## EXERCISE OBJECTIVE
Each line of the data must be written out again verbatim; no image belongs in the copy.

== Segment start ==

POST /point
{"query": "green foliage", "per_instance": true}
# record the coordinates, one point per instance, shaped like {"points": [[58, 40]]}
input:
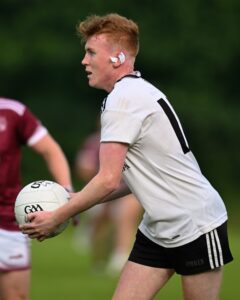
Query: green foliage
{"points": [[189, 49]]}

== Segment end ==

## EXERCISE RESULT
POST /point
{"query": "green foliage", "per_instance": true}
# record the coordinates, one point per instance, shaped like {"points": [[58, 40]]}
input:
Query: green foliage
{"points": [[189, 49]]}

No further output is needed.